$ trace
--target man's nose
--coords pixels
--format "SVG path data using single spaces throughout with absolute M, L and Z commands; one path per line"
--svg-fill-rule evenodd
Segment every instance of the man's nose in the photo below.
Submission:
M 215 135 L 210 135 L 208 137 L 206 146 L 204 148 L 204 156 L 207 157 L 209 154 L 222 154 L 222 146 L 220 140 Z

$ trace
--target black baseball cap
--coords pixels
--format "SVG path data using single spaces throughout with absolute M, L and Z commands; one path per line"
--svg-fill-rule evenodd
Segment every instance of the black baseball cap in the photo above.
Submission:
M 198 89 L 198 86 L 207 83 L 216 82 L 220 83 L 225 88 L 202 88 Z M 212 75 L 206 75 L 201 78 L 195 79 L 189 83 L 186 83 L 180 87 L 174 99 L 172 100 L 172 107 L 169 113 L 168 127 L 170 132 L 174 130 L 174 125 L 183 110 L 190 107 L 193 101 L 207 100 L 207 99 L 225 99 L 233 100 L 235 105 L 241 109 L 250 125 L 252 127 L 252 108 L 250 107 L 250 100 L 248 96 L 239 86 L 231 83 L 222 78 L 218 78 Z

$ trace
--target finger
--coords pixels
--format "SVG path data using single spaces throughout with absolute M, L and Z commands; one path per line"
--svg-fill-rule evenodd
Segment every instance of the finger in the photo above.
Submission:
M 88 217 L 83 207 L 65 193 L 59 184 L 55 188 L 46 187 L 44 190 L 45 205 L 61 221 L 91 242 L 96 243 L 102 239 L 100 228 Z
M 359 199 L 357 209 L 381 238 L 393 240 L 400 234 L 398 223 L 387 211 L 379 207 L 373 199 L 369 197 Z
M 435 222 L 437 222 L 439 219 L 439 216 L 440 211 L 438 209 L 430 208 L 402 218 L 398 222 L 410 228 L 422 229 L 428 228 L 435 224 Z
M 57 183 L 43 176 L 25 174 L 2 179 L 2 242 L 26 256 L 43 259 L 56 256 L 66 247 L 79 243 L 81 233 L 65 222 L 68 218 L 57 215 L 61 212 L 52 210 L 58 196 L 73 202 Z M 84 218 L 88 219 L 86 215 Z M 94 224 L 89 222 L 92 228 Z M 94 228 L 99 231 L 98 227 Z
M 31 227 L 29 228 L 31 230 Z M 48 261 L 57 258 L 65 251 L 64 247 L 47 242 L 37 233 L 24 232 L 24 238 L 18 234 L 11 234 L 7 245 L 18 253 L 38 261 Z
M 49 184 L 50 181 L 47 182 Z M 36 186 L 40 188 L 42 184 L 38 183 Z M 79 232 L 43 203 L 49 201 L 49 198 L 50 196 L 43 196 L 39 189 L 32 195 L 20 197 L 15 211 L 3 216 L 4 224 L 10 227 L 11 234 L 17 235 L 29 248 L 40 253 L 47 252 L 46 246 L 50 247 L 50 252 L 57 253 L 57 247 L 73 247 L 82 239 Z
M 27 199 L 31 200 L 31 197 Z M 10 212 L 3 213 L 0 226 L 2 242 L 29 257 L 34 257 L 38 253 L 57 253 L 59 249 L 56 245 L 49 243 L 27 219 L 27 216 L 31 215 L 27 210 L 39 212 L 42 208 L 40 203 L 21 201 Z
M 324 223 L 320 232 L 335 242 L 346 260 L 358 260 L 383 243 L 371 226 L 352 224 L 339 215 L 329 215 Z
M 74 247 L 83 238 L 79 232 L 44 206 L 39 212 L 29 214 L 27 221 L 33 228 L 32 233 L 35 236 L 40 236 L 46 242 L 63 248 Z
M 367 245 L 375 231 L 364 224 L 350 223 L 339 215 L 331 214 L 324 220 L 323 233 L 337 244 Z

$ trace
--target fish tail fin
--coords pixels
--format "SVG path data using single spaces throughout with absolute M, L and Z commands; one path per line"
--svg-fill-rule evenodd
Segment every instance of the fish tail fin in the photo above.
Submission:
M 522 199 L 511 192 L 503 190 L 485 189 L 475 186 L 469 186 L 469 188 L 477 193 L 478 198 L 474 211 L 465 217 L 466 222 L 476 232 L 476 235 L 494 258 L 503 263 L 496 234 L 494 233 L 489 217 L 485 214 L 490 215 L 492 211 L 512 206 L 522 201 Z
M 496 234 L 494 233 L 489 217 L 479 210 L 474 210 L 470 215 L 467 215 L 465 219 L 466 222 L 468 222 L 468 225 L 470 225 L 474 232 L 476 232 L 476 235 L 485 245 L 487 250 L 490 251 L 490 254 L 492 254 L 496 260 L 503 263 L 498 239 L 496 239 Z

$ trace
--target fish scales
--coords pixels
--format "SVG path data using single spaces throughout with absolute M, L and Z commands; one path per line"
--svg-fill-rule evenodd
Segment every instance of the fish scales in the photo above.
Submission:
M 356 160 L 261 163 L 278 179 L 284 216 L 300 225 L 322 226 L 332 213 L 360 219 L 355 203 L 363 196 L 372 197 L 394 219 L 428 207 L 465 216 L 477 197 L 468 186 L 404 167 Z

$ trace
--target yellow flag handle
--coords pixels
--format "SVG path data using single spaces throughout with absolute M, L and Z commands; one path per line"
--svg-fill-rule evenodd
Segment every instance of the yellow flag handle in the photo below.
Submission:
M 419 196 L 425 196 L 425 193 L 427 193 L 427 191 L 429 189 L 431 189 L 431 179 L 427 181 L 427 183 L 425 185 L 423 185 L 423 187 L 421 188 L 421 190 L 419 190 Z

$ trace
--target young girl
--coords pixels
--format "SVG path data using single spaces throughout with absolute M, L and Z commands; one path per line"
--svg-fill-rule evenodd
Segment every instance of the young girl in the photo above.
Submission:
··········
**Assignment**: Which lines of the records above contain the word "black"? Copy each of them.

**Finished exercise**:
--target black baseball cap
Segment every instance of the black baseball cap in the photo above.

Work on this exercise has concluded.